__WHAT THE EXERCISE ASKS__. Report every line below that contains the word "house".

__EXERCISE MATERIALS__.
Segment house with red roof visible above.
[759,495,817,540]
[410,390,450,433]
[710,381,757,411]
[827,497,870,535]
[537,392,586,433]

__ANSWER TO THE PROBLEM__.
Segment house with red roof visible above.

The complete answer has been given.